Saved data entries:
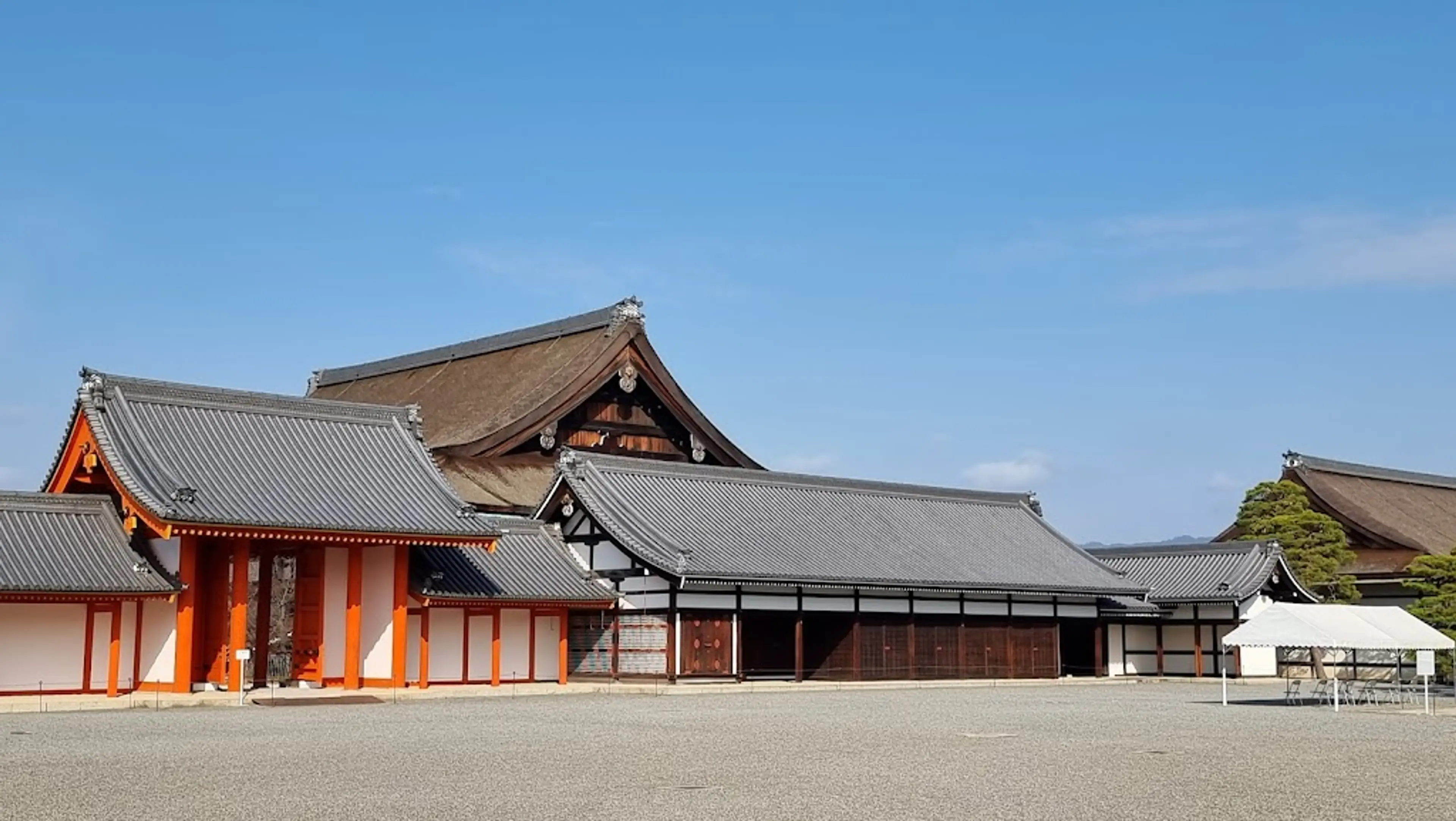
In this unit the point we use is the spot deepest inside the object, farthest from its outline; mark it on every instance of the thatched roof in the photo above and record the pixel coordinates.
(1384, 507)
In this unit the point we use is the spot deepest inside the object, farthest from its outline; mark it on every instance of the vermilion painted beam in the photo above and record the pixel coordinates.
(355, 595)
(496, 648)
(400, 629)
(114, 654)
(238, 619)
(424, 648)
(563, 656)
(187, 615)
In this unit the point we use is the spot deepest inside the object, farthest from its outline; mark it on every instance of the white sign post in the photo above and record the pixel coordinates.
(1426, 667)
(245, 654)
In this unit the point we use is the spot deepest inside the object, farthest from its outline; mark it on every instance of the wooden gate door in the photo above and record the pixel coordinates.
(707, 645)
(213, 599)
(308, 616)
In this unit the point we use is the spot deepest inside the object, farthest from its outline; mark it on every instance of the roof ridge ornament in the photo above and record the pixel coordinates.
(94, 388)
(627, 377)
(628, 311)
(417, 421)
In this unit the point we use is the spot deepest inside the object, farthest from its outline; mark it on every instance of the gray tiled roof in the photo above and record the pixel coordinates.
(71, 544)
(1229, 571)
(530, 562)
(215, 456)
(601, 318)
(728, 523)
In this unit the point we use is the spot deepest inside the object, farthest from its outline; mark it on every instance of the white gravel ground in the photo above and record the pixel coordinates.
(1154, 752)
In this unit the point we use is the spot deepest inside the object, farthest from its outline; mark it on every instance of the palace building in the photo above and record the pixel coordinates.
(1391, 517)
(539, 506)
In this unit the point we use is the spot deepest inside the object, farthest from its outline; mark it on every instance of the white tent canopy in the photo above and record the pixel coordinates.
(1337, 626)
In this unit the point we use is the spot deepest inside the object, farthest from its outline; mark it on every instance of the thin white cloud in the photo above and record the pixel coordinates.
(443, 193)
(544, 271)
(1020, 473)
(1237, 251)
(806, 462)
(1221, 482)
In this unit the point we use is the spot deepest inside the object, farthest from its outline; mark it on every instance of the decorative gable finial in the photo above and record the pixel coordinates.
(567, 462)
(627, 377)
(94, 388)
(417, 421)
(625, 312)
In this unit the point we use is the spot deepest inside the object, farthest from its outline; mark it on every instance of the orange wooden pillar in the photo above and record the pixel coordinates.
(114, 654)
(353, 596)
(563, 657)
(400, 628)
(496, 648)
(238, 621)
(264, 618)
(187, 615)
(424, 648)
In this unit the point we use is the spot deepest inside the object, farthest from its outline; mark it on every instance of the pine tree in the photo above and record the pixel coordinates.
(1435, 579)
(1315, 544)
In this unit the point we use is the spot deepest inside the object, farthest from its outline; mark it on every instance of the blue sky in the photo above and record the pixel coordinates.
(1120, 254)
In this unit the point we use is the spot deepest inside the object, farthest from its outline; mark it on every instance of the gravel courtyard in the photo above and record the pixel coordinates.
(1057, 752)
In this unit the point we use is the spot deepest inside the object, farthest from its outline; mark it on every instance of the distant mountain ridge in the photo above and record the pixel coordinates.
(1174, 541)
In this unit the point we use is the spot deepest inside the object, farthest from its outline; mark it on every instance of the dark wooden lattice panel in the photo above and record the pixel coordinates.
(644, 645)
(707, 644)
(829, 645)
(937, 648)
(589, 644)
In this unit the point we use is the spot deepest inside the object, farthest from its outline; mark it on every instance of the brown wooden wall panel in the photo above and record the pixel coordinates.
(937, 648)
(707, 644)
(884, 648)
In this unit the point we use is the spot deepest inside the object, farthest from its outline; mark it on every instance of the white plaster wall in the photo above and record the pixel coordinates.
(1142, 638)
(769, 603)
(378, 613)
(447, 642)
(481, 628)
(516, 645)
(168, 552)
(159, 640)
(825, 605)
(548, 648)
(127, 676)
(336, 602)
(1114, 651)
(705, 600)
(43, 645)
(413, 648)
(985, 607)
(101, 650)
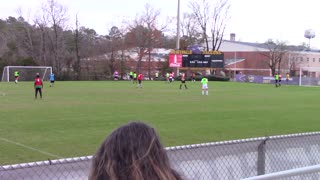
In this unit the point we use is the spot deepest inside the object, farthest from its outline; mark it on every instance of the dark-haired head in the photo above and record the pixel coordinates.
(132, 152)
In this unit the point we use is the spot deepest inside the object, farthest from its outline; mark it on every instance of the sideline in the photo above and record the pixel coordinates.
(30, 148)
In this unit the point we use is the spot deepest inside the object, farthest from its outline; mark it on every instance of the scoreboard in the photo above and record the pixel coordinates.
(208, 59)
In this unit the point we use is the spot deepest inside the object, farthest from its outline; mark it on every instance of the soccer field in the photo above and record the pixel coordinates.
(73, 118)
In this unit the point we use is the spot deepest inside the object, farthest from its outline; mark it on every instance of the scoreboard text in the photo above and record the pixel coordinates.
(211, 59)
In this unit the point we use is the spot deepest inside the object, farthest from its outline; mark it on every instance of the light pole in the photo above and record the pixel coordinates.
(235, 65)
(178, 31)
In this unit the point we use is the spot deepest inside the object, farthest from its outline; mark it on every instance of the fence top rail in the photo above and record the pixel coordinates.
(28, 66)
(287, 173)
(192, 146)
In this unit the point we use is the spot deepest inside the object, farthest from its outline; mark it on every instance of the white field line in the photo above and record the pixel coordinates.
(30, 148)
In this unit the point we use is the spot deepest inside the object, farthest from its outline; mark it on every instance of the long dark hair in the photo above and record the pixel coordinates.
(132, 152)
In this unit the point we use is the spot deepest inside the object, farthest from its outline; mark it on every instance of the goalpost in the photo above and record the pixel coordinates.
(309, 76)
(26, 73)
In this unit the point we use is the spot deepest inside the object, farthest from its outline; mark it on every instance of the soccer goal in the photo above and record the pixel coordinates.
(26, 73)
(309, 76)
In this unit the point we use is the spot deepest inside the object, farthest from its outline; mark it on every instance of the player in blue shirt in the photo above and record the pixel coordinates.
(51, 78)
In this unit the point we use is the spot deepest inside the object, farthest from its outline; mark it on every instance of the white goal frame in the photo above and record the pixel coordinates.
(315, 70)
(6, 71)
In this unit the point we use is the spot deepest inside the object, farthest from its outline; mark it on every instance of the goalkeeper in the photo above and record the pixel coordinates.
(38, 85)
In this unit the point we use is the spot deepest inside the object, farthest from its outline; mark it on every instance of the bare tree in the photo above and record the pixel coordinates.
(201, 13)
(57, 17)
(145, 33)
(191, 33)
(219, 17)
(275, 55)
(211, 16)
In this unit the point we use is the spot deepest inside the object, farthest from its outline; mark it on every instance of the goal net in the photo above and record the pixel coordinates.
(309, 76)
(26, 73)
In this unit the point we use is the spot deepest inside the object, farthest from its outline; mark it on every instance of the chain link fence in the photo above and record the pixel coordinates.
(236, 159)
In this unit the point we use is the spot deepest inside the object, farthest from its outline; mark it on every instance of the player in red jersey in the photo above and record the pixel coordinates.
(38, 85)
(183, 81)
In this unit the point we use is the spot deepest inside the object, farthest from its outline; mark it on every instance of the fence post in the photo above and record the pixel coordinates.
(261, 162)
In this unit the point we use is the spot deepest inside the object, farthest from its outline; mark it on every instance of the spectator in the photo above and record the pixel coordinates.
(132, 152)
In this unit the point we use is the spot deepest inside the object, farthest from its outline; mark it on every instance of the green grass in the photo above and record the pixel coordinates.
(73, 118)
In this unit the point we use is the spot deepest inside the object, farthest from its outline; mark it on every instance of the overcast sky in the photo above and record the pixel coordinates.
(251, 20)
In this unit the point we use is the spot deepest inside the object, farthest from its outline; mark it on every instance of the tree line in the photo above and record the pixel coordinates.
(46, 40)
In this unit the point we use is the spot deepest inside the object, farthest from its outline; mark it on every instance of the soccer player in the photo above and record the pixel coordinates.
(115, 75)
(204, 82)
(134, 77)
(276, 79)
(167, 77)
(280, 78)
(140, 78)
(157, 75)
(131, 75)
(193, 77)
(183, 81)
(170, 77)
(38, 85)
(51, 78)
(16, 75)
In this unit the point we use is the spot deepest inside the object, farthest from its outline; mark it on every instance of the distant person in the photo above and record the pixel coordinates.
(280, 78)
(193, 77)
(134, 77)
(131, 76)
(38, 85)
(276, 79)
(115, 75)
(183, 81)
(51, 79)
(204, 82)
(132, 152)
(170, 77)
(167, 77)
(140, 78)
(16, 76)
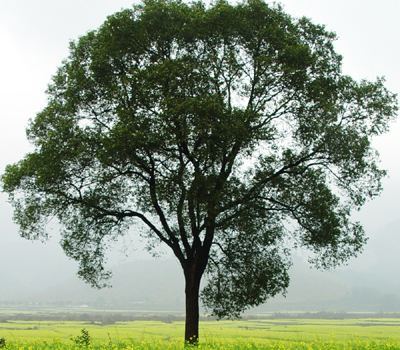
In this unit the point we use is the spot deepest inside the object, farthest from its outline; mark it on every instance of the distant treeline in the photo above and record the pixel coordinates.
(110, 317)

→ Written task:
Express the lines of the records as a JSON list of strings, one string per line and with blank lines omitted. Begin at the line that contains "the distant treeline" and continue through the end of the records.

→ Task response:
[
  "In this unit the point we use is the spot deepest inside the object, farthest from its outline; mark it on every instance of the distant treeline in the photo above and record the pixel coordinates.",
  "(110, 317)"
]